O jogo duplo é uma especialidade de Ciro Nogueira. Quem olha por um ângulo, enxerga um estrategista que, sabendo que Aziz venceria mesmo sem o seu voto, fez um movimento estratégico para manter desobstruído um canal de interlocução do Planalto com o G-7, o grupo que dá mão forte ao relator Renan. Quem observa por outro ângulo, vê apenas o mesmo velho Ciro Nogueira de sempre, um político que não apoia senão a si mesmo.

Presidente do PP, partido que liderou o ranking de encrencados no petrolão, Ciro Nogueira parece fazer política inspirado numa filosofia do Barão de Itararé. Consiste em viver às claras, aproveitando as gemas e sem desprezar as cascas. Em 2018, participou da cerimônia de casamento dos partidos do centrão com a candidatura presidencial de Geraldo Alckmin (PSDB). Sentou-se à direita do candidato. Na saída, praticou adultério olhando para a esquerda. Declarou que votaria em Lula se o morubixaba do PT fosse candidato.

Lula estava preso. Todos sabiam que eram diminutas as chances de a divindade petista disputar o Planalto. Mas Ciro concorria à reeleição para o Senado pelo Piauí. Nesse pedaço do mapa, o PT dava as cartas e Lula ainda reinava. Alckmin não passava de um desconhecido. "Temos uma aliança lá [no Piauí] com o governador Wellington Dias (PT)", Ciro explicou na época. "Temos uma proximidade muito grande com o presidente Lula. Estamos esperando a definição. Se o presidente vier a ser candidato, nós votaríamos no presidente Lula lá."

|---|

■ OBJETIVO DO EXERCÍCIO:
Responda com base no trecho sobre Ciro Nogueira:
(a) De que partido Ciro Nogueira é presidente?
(b) De que cerimônia ele participou em 2018?
(c) Por qual estado ele concorria à reeleição para o Senado?
As linhas que vêm depois são um material à parte, independente do trecho.

|---|

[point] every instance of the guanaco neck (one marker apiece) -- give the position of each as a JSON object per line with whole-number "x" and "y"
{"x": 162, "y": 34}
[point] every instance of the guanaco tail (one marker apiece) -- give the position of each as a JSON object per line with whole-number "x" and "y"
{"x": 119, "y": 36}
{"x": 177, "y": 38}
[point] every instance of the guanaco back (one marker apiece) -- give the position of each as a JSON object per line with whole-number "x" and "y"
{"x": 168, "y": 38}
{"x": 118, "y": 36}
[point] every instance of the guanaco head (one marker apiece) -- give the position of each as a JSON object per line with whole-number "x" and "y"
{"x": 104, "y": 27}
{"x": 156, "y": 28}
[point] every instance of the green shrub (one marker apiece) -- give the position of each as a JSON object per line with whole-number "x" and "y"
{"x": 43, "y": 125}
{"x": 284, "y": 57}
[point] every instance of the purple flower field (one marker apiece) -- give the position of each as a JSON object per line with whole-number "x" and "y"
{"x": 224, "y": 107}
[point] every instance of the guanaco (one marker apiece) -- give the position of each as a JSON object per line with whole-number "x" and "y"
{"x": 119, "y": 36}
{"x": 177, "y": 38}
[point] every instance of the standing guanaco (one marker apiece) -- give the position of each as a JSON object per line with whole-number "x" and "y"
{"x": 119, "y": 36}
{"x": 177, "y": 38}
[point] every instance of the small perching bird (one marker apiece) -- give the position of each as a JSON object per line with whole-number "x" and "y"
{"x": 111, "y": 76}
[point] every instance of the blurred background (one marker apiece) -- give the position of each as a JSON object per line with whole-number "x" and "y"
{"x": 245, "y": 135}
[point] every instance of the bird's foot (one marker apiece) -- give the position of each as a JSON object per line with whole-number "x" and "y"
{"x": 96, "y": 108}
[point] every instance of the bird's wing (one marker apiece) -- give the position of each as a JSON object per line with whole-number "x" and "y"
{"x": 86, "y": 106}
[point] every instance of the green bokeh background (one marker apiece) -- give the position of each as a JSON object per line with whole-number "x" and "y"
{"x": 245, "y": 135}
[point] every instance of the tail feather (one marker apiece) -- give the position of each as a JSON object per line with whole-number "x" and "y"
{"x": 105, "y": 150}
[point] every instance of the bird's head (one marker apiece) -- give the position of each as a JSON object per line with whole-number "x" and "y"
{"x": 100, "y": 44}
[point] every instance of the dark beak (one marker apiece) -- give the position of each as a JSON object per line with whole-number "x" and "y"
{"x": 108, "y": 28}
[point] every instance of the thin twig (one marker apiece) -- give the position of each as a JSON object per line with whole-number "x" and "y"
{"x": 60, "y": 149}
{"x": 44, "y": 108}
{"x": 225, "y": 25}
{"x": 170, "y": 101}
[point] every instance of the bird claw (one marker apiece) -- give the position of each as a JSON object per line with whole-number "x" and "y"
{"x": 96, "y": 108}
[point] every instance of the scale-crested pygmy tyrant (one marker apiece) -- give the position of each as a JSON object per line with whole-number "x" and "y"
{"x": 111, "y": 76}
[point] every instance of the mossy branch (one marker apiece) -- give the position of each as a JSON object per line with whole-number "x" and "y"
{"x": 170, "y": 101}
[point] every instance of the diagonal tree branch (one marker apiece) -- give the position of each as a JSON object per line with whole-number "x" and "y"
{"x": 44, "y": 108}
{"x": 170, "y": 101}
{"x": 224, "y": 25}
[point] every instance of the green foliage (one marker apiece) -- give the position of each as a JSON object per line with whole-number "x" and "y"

|---|

■ RESPOSTA DO EXERCÍCIO:
(a) Do PP.
(b) Da cerimônia de casamento dos partidos do centrão com a candidatura presidencial de Geraldo Alckmin (PSDB).
(c) Pelo Piauí.